REQUIRED WORK – Copy each of the entries below word for word.

[Entries from a collection]
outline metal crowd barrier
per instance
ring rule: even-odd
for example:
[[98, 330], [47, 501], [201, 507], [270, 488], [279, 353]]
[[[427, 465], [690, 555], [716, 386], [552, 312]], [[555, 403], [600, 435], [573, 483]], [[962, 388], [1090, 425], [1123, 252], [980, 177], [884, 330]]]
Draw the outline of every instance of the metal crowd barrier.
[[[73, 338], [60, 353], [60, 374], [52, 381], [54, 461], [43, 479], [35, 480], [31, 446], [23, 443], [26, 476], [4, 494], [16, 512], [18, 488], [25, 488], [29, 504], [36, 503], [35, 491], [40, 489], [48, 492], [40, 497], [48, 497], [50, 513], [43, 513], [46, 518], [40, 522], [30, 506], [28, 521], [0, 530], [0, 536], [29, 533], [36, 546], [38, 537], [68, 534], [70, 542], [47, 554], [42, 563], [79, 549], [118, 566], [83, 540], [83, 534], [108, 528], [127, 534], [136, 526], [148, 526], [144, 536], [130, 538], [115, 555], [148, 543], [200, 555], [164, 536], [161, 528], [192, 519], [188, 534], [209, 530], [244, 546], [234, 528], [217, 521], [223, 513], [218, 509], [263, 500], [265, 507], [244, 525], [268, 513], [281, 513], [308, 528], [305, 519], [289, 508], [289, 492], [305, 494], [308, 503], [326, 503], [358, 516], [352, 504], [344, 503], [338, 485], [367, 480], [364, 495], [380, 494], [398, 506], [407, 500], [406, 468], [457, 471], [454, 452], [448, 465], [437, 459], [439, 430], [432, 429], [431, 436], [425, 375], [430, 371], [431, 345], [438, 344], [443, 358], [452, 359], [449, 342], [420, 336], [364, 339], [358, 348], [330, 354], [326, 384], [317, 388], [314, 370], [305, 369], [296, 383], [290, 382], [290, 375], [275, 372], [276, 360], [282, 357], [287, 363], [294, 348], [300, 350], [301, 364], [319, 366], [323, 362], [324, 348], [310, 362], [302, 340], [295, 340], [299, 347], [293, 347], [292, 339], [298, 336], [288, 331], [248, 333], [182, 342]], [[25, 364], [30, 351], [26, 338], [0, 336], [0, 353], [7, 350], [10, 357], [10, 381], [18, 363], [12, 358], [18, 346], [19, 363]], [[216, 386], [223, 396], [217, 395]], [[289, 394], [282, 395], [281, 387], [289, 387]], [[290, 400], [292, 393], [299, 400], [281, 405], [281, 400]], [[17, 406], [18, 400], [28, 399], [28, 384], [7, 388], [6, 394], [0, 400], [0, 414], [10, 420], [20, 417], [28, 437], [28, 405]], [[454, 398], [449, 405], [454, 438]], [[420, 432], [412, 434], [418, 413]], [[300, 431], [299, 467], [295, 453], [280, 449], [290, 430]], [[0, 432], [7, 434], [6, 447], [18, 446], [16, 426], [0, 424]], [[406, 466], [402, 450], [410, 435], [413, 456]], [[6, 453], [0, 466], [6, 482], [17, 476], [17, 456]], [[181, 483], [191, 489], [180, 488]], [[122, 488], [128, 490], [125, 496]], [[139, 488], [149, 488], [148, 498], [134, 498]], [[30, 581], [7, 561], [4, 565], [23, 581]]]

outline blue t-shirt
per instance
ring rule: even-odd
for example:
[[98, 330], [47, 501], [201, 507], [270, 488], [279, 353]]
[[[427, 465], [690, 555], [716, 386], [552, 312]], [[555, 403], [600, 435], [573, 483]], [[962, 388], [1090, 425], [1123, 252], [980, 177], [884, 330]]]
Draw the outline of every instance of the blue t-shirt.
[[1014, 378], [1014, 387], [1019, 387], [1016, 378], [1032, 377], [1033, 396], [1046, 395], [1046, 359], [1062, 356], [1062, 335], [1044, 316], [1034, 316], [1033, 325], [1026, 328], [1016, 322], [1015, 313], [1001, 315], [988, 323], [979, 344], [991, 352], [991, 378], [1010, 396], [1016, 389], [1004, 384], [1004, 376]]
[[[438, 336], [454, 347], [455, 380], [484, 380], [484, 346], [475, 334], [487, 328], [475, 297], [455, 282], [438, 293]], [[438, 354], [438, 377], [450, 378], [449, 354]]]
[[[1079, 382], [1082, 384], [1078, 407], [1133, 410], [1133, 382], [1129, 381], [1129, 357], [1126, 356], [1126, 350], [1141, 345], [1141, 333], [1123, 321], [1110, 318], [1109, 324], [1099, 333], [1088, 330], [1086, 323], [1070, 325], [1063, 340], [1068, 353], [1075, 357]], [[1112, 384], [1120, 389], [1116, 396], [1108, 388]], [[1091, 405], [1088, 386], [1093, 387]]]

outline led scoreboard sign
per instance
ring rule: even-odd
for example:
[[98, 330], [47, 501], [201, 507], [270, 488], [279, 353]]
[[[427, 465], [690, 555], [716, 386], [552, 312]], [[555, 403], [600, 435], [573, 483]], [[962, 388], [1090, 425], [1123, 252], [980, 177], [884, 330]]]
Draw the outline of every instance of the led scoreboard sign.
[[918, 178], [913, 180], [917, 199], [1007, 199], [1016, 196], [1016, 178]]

TASK RESULT –
outline metal crowd barrier
per instance
ring rule: even-odd
for example:
[[98, 330], [47, 501], [201, 507], [270, 488], [279, 353]]
[[[427, 465], [690, 555], [716, 386], [552, 312]], [[555, 403], [600, 435], [573, 483]], [[962, 388], [1090, 425], [1123, 252], [980, 177], [884, 330]]]
Draw the outline of every instance of the metal crowd barrier.
[[[73, 338], [60, 353], [60, 374], [52, 381], [54, 461], [43, 479], [35, 480], [31, 446], [23, 443], [26, 476], [4, 494], [16, 512], [18, 488], [25, 488], [29, 504], [36, 503], [35, 491], [40, 489], [48, 492], [40, 497], [48, 497], [50, 513], [43, 513], [46, 518], [40, 522], [30, 506], [28, 521], [0, 530], [0, 536], [29, 533], [36, 546], [38, 537], [68, 534], [70, 542], [47, 554], [42, 563], [79, 549], [118, 566], [83, 540], [83, 534], [108, 528], [127, 534], [136, 526], [148, 526], [144, 536], [130, 538], [115, 555], [148, 543], [200, 555], [164, 536], [161, 528], [192, 519], [188, 534], [209, 530], [244, 546], [234, 528], [217, 521], [223, 513], [218, 509], [263, 500], [265, 507], [244, 525], [268, 513], [281, 513], [308, 528], [305, 519], [289, 508], [289, 492], [305, 494], [308, 503], [326, 503], [358, 516], [352, 504], [344, 503], [338, 485], [367, 480], [364, 495], [380, 494], [398, 506], [407, 500], [406, 468], [457, 471], [454, 452], [448, 465], [437, 459], [439, 430], [432, 429], [431, 436], [425, 375], [430, 371], [431, 345], [438, 344], [443, 358], [452, 359], [449, 342], [420, 336], [364, 339], [358, 348], [330, 354], [326, 384], [317, 388], [314, 370], [305, 369], [296, 383], [290, 382], [290, 375], [275, 372], [276, 360], [282, 357], [287, 363], [294, 348], [300, 350], [301, 364], [319, 366], [323, 362], [324, 348], [310, 362], [302, 340], [295, 340], [299, 347], [293, 347], [292, 339], [298, 336], [288, 331], [248, 333], [182, 342]], [[25, 364], [30, 351], [26, 338], [0, 336], [0, 353], [7, 350], [10, 357], [10, 381], [18, 363], [12, 358], [18, 346], [19, 363]], [[216, 386], [223, 396], [217, 395]], [[289, 394], [282, 395], [281, 387], [289, 387]], [[290, 400], [292, 393], [299, 400], [281, 405], [281, 400]], [[17, 406], [18, 400], [28, 399], [28, 384], [7, 388], [6, 394], [0, 400], [0, 414], [10, 420], [20, 417], [28, 437], [28, 405]], [[454, 398], [449, 405], [454, 438]], [[420, 432], [412, 434], [418, 413]], [[300, 431], [299, 467], [295, 453], [280, 449], [290, 430]], [[0, 432], [7, 434], [6, 447], [18, 446], [16, 426], [0, 424]], [[406, 466], [402, 450], [410, 435], [413, 456]], [[6, 453], [0, 466], [6, 482], [17, 476], [17, 456]], [[181, 483], [191, 489], [180, 488]], [[122, 488], [128, 490], [125, 496]], [[139, 488], [149, 488], [148, 498], [134, 498]], [[30, 581], [7, 561], [4, 565], [23, 581]]]

outline blue t-shirt
per instance
ring rule: even-odd
for example:
[[98, 330], [47, 501], [201, 507], [270, 488], [279, 353]]
[[[427, 465], [690, 555], [716, 386], [552, 312]], [[555, 403], [600, 435], [573, 483]], [[962, 388], [1090, 425], [1123, 252], [980, 177], [884, 330]]]
Draw the outline of every instance of the blue t-shirt.
[[1014, 378], [1014, 387], [1019, 387], [1016, 378], [1032, 377], [1033, 396], [1046, 395], [1046, 359], [1062, 356], [1062, 335], [1044, 316], [1034, 316], [1033, 325], [1026, 328], [1016, 322], [1015, 313], [1001, 315], [988, 323], [979, 344], [991, 352], [991, 378], [1010, 396], [1016, 389], [1004, 384], [1004, 376]]
[[[438, 336], [454, 347], [455, 380], [484, 380], [484, 346], [475, 334], [487, 328], [475, 297], [455, 282], [438, 293]], [[438, 354], [438, 377], [450, 378], [449, 354]]]
[[[1079, 382], [1082, 384], [1078, 407], [1133, 410], [1133, 382], [1129, 381], [1129, 357], [1126, 356], [1126, 350], [1141, 345], [1141, 333], [1123, 321], [1110, 318], [1109, 324], [1099, 333], [1088, 330], [1086, 323], [1070, 325], [1063, 340], [1068, 353], [1075, 357]], [[1112, 384], [1120, 389], [1116, 396], [1108, 388]], [[1091, 405], [1088, 386], [1093, 387]]]

outline led scoreboard sign
per instance
ring rule: even-odd
for example:
[[98, 330], [47, 501], [201, 507], [270, 488], [279, 353]]
[[[427, 465], [690, 555], [716, 386], [552, 312]], [[555, 403], [600, 435], [573, 483]], [[962, 388], [1090, 425], [1123, 252], [980, 177], [884, 330]]]
Draw the outline of every instance of the led scoreboard sign.
[[918, 178], [913, 180], [917, 199], [1007, 199], [1016, 196], [1016, 178]]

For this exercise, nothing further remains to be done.